▸ **To be done**
Give back the full listing, character for character, with no pictures.

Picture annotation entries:
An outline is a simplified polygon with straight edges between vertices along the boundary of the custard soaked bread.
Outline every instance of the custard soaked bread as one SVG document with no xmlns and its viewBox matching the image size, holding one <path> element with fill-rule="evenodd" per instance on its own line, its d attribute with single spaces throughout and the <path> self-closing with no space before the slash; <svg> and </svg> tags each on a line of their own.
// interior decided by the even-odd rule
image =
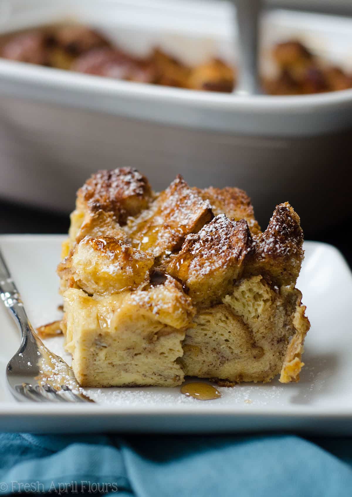
<svg viewBox="0 0 352 497">
<path fill-rule="evenodd" d="M 61 324 L 86 386 L 297 381 L 309 328 L 295 283 L 303 233 L 288 203 L 262 232 L 235 188 L 160 194 L 128 168 L 78 192 L 58 272 Z"/>
</svg>

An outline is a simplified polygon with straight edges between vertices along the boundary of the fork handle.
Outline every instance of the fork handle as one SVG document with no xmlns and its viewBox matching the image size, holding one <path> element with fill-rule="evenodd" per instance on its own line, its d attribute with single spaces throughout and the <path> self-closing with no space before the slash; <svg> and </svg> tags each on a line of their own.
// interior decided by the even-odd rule
<svg viewBox="0 0 352 497">
<path fill-rule="evenodd" d="M 18 290 L 10 274 L 0 250 L 0 298 L 17 324 L 22 334 L 22 341 L 32 339 L 35 332 L 28 318 Z"/>
</svg>

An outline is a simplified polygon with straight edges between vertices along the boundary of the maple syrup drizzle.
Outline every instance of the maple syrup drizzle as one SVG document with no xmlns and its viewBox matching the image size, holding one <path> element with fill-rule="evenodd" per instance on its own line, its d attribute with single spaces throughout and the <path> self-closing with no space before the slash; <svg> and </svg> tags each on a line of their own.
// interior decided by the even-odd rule
<svg viewBox="0 0 352 497">
<path fill-rule="evenodd" d="M 200 382 L 184 385 L 181 387 L 181 393 L 198 401 L 211 401 L 221 397 L 221 394 L 215 387 Z"/>
</svg>

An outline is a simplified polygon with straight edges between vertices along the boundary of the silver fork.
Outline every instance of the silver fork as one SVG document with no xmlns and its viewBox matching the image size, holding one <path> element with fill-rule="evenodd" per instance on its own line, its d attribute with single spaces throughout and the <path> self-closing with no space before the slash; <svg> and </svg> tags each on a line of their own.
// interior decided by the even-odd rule
<svg viewBox="0 0 352 497">
<path fill-rule="evenodd" d="M 35 333 L 1 251 L 0 297 L 22 334 L 19 348 L 6 371 L 10 390 L 17 400 L 93 402 L 83 393 L 68 364 L 47 348 Z"/>
</svg>

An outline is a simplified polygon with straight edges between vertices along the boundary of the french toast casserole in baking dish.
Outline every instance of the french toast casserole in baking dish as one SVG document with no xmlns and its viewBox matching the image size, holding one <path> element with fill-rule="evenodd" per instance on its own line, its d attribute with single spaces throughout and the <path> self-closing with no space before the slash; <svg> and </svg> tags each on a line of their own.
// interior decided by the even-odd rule
<svg viewBox="0 0 352 497">
<path fill-rule="evenodd" d="M 82 386 L 297 381 L 309 328 L 295 288 L 300 219 L 266 229 L 243 190 L 156 194 L 137 170 L 93 174 L 77 194 L 58 272 L 61 324 Z"/>
</svg>

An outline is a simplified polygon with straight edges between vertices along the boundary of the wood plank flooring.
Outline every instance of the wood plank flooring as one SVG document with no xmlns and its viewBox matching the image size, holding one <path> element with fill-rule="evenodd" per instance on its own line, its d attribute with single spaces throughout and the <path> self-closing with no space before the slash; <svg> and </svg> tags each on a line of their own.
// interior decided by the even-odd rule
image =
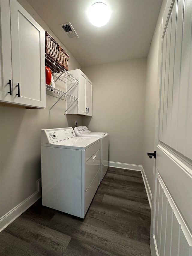
<svg viewBox="0 0 192 256">
<path fill-rule="evenodd" d="M 109 167 L 84 219 L 40 200 L 0 233 L 0 255 L 150 256 L 150 217 L 141 173 Z"/>
</svg>

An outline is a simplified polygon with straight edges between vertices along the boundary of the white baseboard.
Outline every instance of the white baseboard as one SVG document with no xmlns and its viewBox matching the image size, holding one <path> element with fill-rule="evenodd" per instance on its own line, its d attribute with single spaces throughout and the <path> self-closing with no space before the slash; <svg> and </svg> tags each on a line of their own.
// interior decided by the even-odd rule
<svg viewBox="0 0 192 256">
<path fill-rule="evenodd" d="M 37 181 L 37 191 L 0 218 L 0 232 L 41 196 L 41 179 Z"/>
<path fill-rule="evenodd" d="M 150 208 L 151 210 L 152 194 L 142 166 L 142 165 L 137 165 L 136 164 L 124 164 L 123 163 L 118 163 L 116 162 L 109 161 L 109 166 L 110 167 L 115 167 L 116 168 L 121 168 L 123 169 L 133 170 L 134 171 L 139 171 L 141 172 L 143 179 L 143 180 L 144 185 L 145 185 L 145 189 L 146 190 L 146 192 L 149 205 L 150 206 Z"/>
<path fill-rule="evenodd" d="M 129 170 L 133 170 L 134 171 L 141 171 L 142 167 L 142 165 L 137 165 L 136 164 L 124 164 L 123 163 L 109 161 L 109 166 L 110 167 L 128 169 Z"/>
<path fill-rule="evenodd" d="M 149 205 L 150 206 L 150 208 L 151 208 L 151 211 L 152 203 L 152 193 L 151 191 L 151 189 L 150 189 L 149 184 L 148 183 L 147 177 L 145 175 L 145 173 L 143 170 L 143 168 L 142 166 L 142 170 L 141 170 L 141 172 L 142 176 L 143 177 L 143 180 L 144 185 L 145 185 L 145 189 L 146 190 L 146 192 L 147 192 L 148 200 L 149 201 Z"/>
</svg>

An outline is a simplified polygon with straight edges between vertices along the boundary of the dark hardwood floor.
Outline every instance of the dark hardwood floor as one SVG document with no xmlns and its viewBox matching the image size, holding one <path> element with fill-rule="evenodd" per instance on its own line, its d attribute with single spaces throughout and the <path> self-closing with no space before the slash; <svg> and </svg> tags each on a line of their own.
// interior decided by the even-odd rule
<svg viewBox="0 0 192 256">
<path fill-rule="evenodd" d="M 109 167 L 85 219 L 40 200 L 0 233 L 0 255 L 151 255 L 150 217 L 141 173 Z"/>
</svg>

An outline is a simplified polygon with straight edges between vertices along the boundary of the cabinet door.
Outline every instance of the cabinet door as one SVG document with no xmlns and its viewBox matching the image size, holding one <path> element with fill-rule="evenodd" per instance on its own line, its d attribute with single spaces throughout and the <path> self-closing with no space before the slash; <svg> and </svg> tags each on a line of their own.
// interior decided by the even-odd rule
<svg viewBox="0 0 192 256">
<path fill-rule="evenodd" d="M 79 113 L 80 115 L 87 115 L 86 112 L 86 87 L 87 77 L 80 69 L 79 86 Z"/>
<path fill-rule="evenodd" d="M 0 100 L 12 102 L 8 83 L 12 82 L 9 1 L 0 0 Z"/>
<path fill-rule="evenodd" d="M 92 115 L 92 94 L 93 90 L 93 83 L 88 78 L 87 78 L 86 88 L 86 107 L 88 108 L 87 116 L 91 116 Z"/>
<path fill-rule="evenodd" d="M 45 107 L 44 31 L 16 0 L 10 14 L 13 102 Z"/>
</svg>

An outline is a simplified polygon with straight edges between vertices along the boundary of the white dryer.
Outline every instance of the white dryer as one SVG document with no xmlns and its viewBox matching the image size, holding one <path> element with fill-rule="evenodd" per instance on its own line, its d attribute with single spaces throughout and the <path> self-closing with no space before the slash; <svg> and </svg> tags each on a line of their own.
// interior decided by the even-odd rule
<svg viewBox="0 0 192 256">
<path fill-rule="evenodd" d="M 100 181 L 103 179 L 108 166 L 109 134 L 107 132 L 90 131 L 87 126 L 77 126 L 74 128 L 74 131 L 77 136 L 86 138 L 98 138 L 100 143 Z"/>
<path fill-rule="evenodd" d="M 84 218 L 100 183 L 100 144 L 72 127 L 41 130 L 43 205 Z"/>
</svg>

▸ **Final result**
An outline is a simplified polygon with straight edges between vertices along the boundary of the custard soaked bread.
Outline every instance of the custard soaked bread as one SVG document with no xmlns and its viewBox matching the image size, holding one <path> element with fill-rule="evenodd" per instance on its own line, its d attribute with single spaces throughout and the <path> self-closing with no space before the slash; <svg> and </svg> tags each on a line of their own.
// interior decided by the even-odd rule
image =
<svg viewBox="0 0 352 497">
<path fill-rule="evenodd" d="M 61 324 L 86 386 L 297 381 L 309 328 L 295 283 L 303 233 L 288 203 L 262 232 L 235 188 L 160 194 L 128 168 L 78 192 L 58 272 Z"/>
</svg>

An outline is a simplified polygon with straight edges between vertices along the boundary of the fork handle.
Outline every instance of the fork handle as one SVG document with no xmlns and its viewBox matching the image size, holding one <path> element with fill-rule="evenodd" per instance on its own line, its d attribute with single spaces throughout and the <path> self-closing with no space before the slash; <svg> and </svg> tags each on a line of their own.
// interior decided by the even-odd rule
<svg viewBox="0 0 352 497">
<path fill-rule="evenodd" d="M 18 290 L 10 274 L 0 250 L 0 298 L 17 324 L 22 334 L 22 341 L 32 339 L 35 332 L 28 318 Z"/>
</svg>

An outline is a simplified polygon with straight edges between vertices along the boundary of the maple syrup drizzle.
Outline every instance of the maple syrup drizzle as one SVG document with no xmlns and its viewBox matching the image size, holding one <path> element with fill-rule="evenodd" per instance on its own line, its d attribute with single spaces throughout and the <path> self-closing with no space before the slash; <svg> and </svg> tags each on a line of their own.
// interior decided by the even-odd rule
<svg viewBox="0 0 352 497">
<path fill-rule="evenodd" d="M 200 382 L 184 385 L 181 387 L 181 393 L 198 401 L 211 401 L 221 397 L 221 394 L 215 387 Z"/>
</svg>

An outline is a simplified polygon with straight edges between vertices along the boundary of the silver fork.
Outline every instance of the silver fork as one SVG document with no xmlns and its viewBox matching the image size, holding one <path> element with fill-rule="evenodd" per instance on its own line, its d attribute with single spaces throughout and the <path> self-closing with no space before the slash; <svg> and </svg> tags each on a line of their own.
// interior decided by the even-odd rule
<svg viewBox="0 0 352 497">
<path fill-rule="evenodd" d="M 35 333 L 1 251 L 0 297 L 22 334 L 19 348 L 6 371 L 10 390 L 17 400 L 93 402 L 83 393 L 68 364 L 47 348 Z"/>
</svg>

An outline is a simplified polygon with straight edges between vertices along the boundary of the french toast casserole in baking dish.
Outline every instance of the french toast casserole in baking dish as one SVG document with no xmlns and its viewBox matching the image size, holding one <path> element with fill-rule="evenodd" per instance on its own line, its d attribute with single spaces throughout and the <path> self-closing with no space before the slash; <svg> and </svg> tags each on a line of their own.
// interior decided by the even-odd rule
<svg viewBox="0 0 352 497">
<path fill-rule="evenodd" d="M 82 386 L 297 381 L 309 328 L 295 288 L 300 219 L 266 229 L 243 190 L 156 194 L 137 170 L 93 174 L 77 194 L 58 272 L 61 324 Z"/>
</svg>

An outline is a simplified polygon with straight edges between vertices along the boundary of the wood plank flooring.
Outline every instance of the wood plank flooring as one SVG document with no xmlns and its viewBox matching the image size, holding one <path> element with fill-rule="evenodd" per instance on its own line, its d attribute with single spaces throughout and the <path> self-closing with no space before the slash; <svg> and </svg> tags each on a line of their own.
// interior decided by the even-odd rule
image =
<svg viewBox="0 0 192 256">
<path fill-rule="evenodd" d="M 109 167 L 84 219 L 40 200 L 0 233 L 0 255 L 150 256 L 150 217 L 141 173 Z"/>
</svg>

An outline is a simplified polygon with straight edges between vertices along the boundary of the white baseboard.
Outline every instance of the white baseboard as one SVG document with no xmlns and its viewBox matching the image size, holding one <path> element with fill-rule="evenodd" per instance on its own line, its d attribute with single spaces throughout and the <path> self-closing with no space before the slash; <svg> and </svg> tags each on a line of their own.
// interior decided by the even-odd rule
<svg viewBox="0 0 192 256">
<path fill-rule="evenodd" d="M 37 181 L 37 191 L 0 218 L 0 232 L 41 196 L 41 179 Z"/>
<path fill-rule="evenodd" d="M 150 208 L 151 210 L 152 194 L 142 166 L 142 165 L 137 165 L 136 164 L 124 164 L 123 163 L 118 163 L 116 162 L 109 161 L 109 166 L 110 167 L 115 167 L 116 168 L 121 168 L 123 169 L 133 170 L 134 171 L 139 171 L 141 172 L 143 179 L 143 180 L 144 185 L 145 185 L 145 189 L 146 190 L 146 192 L 149 205 L 150 206 Z"/>
<path fill-rule="evenodd" d="M 129 170 L 133 170 L 134 171 L 141 171 L 142 167 L 142 165 L 137 165 L 136 164 L 124 164 L 123 163 L 109 161 L 109 166 L 110 167 L 128 169 Z"/>
<path fill-rule="evenodd" d="M 149 205 L 150 206 L 150 208 L 151 208 L 151 211 L 152 203 L 152 193 L 151 191 L 151 189 L 150 189 L 149 184 L 148 183 L 147 177 L 145 175 L 145 173 L 143 170 L 143 168 L 142 166 L 142 170 L 141 170 L 141 172 L 142 176 L 143 177 L 143 180 L 144 185 L 145 185 L 145 189 L 146 190 L 146 192 L 147 192 L 148 200 L 149 201 Z"/>
</svg>

An outline is a simplified polygon with straight edges between vertices along the boundary of the dark hardwood floor.
Outline every instance of the dark hardwood floor as one SVG document with no xmlns and its viewBox matching the image size, holding one <path> element with fill-rule="evenodd" per instance on its own line, its d attribute with single spaces throughout and the <path> self-closing with no space before the slash; <svg> and </svg> tags each on a line of their own.
// interior decided by the even-odd rule
<svg viewBox="0 0 192 256">
<path fill-rule="evenodd" d="M 109 167 L 85 219 L 40 200 L 0 233 L 0 255 L 151 255 L 150 217 L 141 173 Z"/>
</svg>

An outline is a simplified polygon with straight edges between vertices along the boundary of the cabinet door.
Outline every instance of the cabinet door as one SVG document with no xmlns and its viewBox matching the image size, holding one <path> element with fill-rule="evenodd" per instance on its own line, its d attribute with single spaces throughout and the <path> self-closing with no space before the slash; <svg> and </svg> tags each on a line of their own.
// interior decided by the even-odd rule
<svg viewBox="0 0 192 256">
<path fill-rule="evenodd" d="M 79 113 L 80 115 L 87 115 L 86 112 L 86 87 L 87 77 L 80 69 L 79 86 Z"/>
<path fill-rule="evenodd" d="M 0 100 L 12 102 L 8 83 L 12 82 L 9 1 L 0 0 Z"/>
<path fill-rule="evenodd" d="M 92 115 L 92 94 L 93 90 L 93 83 L 88 78 L 87 78 L 86 88 L 86 107 L 88 108 L 87 116 L 91 116 Z"/>
<path fill-rule="evenodd" d="M 45 107 L 44 31 L 16 0 L 10 14 L 13 102 Z"/>
</svg>

An outline is a simplified polygon with straight edges between vertices along the boundary of the white dryer.
Outline every instance of the white dryer as one SVG document with no xmlns and its viewBox matching the image size, holding one <path> element with fill-rule="evenodd" per instance on its own line, its d attribute with single spaces throughout and the <path> self-closing with no space before the slash; <svg> and </svg> tags each on a line of their own.
// interior decided by the even-odd rule
<svg viewBox="0 0 192 256">
<path fill-rule="evenodd" d="M 100 181 L 103 179 L 108 166 L 109 134 L 107 132 L 90 131 L 87 126 L 77 126 L 74 128 L 74 131 L 77 136 L 86 138 L 98 138 L 100 143 Z"/>
<path fill-rule="evenodd" d="M 84 218 L 100 183 L 100 144 L 72 127 L 41 130 L 43 205 Z"/>
</svg>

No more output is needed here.